== Given exercise ==
Copy every line from the one with "wooden log pile?" up to and including the one with "[319,329,377,469]", keeping the wording unchanged but shifting each bounding-box coordinate up by 51.

-- Start of Given entries --

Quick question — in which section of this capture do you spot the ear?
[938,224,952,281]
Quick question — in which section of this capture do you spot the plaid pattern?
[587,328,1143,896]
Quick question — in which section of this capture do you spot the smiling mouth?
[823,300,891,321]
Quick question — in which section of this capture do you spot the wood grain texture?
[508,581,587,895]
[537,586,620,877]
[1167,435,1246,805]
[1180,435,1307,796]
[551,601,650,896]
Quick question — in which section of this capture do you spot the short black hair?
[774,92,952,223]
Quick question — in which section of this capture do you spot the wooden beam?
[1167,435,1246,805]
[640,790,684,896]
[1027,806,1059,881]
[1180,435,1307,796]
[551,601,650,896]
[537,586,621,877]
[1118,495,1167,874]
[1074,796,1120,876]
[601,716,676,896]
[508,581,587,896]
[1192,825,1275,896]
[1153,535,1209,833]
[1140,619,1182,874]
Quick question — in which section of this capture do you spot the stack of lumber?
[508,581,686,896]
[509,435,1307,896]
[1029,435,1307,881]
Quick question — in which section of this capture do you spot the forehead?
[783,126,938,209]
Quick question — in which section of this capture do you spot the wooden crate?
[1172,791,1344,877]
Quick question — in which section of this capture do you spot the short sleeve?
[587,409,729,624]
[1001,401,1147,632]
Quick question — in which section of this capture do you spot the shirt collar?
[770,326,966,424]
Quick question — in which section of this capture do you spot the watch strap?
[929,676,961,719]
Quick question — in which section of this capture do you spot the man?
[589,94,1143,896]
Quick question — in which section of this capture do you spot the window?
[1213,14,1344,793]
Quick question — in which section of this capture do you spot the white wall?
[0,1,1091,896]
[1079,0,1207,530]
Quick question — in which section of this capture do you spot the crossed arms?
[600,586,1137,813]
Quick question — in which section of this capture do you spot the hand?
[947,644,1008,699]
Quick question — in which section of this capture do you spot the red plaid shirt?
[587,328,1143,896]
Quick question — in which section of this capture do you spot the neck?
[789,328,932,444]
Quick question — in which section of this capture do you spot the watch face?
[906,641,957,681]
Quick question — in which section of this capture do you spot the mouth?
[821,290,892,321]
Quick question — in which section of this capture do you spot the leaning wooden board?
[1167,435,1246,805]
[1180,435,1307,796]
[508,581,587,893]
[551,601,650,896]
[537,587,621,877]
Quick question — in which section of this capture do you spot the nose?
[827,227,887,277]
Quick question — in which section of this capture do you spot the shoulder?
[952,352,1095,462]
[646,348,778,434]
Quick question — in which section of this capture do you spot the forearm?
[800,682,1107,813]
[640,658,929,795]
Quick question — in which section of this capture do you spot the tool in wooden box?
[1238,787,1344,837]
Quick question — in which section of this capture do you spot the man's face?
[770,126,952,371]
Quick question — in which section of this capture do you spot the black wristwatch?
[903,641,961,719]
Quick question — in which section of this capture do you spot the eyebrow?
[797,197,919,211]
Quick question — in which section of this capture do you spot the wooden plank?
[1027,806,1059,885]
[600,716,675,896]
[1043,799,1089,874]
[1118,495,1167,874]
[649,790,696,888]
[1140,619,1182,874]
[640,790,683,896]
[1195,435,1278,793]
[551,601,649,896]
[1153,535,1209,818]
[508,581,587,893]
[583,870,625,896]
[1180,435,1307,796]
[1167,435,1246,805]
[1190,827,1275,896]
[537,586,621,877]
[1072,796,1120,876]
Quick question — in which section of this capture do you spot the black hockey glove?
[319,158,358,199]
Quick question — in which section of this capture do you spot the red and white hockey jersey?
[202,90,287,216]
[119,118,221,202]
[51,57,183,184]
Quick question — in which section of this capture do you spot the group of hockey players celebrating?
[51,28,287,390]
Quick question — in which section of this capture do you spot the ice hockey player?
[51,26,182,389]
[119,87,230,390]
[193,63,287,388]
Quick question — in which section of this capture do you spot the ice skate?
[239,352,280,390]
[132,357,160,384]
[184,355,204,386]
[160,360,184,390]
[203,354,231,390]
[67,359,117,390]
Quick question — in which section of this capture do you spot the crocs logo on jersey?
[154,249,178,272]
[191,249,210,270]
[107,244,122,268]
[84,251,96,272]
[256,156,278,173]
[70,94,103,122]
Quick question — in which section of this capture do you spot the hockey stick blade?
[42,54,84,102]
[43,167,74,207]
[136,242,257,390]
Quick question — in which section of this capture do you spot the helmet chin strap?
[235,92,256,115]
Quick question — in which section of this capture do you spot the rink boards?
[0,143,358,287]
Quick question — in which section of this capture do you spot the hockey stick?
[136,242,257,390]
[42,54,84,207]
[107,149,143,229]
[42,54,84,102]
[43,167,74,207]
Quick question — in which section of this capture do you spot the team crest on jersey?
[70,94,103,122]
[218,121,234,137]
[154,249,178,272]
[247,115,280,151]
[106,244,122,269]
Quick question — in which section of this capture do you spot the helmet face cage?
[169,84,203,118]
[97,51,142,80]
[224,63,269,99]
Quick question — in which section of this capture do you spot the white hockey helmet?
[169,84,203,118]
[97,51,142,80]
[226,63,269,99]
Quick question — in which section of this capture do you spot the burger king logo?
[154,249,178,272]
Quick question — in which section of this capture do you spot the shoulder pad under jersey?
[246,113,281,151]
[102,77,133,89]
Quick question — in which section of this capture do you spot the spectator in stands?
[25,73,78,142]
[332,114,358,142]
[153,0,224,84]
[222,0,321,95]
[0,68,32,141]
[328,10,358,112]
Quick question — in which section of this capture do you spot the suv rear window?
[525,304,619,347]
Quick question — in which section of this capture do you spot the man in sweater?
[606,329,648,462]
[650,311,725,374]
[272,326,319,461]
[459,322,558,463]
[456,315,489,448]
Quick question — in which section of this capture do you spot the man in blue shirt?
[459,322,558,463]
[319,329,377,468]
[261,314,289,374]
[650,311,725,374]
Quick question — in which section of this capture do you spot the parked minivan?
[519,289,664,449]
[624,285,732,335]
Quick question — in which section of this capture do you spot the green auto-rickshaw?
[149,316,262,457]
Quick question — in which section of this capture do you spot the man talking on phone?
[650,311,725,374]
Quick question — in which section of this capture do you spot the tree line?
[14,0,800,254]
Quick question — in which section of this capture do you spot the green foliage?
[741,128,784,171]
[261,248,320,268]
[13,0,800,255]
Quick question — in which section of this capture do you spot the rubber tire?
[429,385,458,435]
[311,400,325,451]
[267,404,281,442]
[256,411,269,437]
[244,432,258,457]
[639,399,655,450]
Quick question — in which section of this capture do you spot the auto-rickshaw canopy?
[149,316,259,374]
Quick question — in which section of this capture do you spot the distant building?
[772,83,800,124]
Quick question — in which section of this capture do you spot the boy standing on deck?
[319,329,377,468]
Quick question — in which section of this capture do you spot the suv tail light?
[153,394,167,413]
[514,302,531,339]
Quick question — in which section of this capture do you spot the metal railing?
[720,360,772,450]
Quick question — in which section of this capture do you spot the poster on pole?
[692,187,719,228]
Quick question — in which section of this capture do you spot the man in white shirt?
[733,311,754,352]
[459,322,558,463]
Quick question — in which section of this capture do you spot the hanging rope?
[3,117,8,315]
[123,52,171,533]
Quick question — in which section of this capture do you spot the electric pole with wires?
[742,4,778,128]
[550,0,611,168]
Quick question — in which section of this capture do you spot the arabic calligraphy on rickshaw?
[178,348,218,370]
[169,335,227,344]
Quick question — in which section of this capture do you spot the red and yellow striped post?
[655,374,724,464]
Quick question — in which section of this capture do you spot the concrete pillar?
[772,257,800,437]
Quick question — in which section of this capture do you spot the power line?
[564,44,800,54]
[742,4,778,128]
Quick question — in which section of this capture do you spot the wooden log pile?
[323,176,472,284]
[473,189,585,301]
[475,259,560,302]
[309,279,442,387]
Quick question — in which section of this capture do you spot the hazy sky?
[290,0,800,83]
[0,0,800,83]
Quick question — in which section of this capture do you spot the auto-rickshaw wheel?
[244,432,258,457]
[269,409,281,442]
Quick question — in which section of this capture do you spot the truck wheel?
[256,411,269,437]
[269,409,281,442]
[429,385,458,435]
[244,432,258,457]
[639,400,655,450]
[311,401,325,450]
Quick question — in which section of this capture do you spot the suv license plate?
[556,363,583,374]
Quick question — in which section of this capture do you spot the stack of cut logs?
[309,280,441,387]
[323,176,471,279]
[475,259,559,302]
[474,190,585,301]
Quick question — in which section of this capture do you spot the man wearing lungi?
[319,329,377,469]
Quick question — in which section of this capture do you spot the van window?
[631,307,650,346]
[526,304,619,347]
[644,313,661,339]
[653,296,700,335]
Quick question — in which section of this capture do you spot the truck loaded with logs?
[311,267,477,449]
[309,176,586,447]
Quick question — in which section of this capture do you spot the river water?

-- End of Given entries --

== The output ==
Quick question — in which section of this capture do you spot the wooden log pile?
[374,227,523,335]
[524,240,636,352]
[526,310,611,353]
[360,330,493,438]
Quick question — in which section of this capture do you spot the hazy sky?
[341,51,851,134]
[51,51,851,134]
Quick question — in which section of this capture do you spot the auto-rickshaw wheel?
[295,483,309,508]
[320,460,332,493]
Quick question — in which section of this capture do you spot the truck wheel?
[307,462,320,488]
[320,460,332,493]
[480,436,509,486]
[295,483,309,508]
[690,451,706,501]
[362,452,376,501]
Quick question — in which section of this capture do you spot the suv license plate?
[607,414,634,425]
Quick question — in which section of this capture do you spot the stack of cut logs?
[360,331,492,438]
[374,227,522,330]
[526,310,610,353]
[525,241,636,352]
Quick question — in which section of this capture do you spot the man wearing lungi?
[370,380,428,520]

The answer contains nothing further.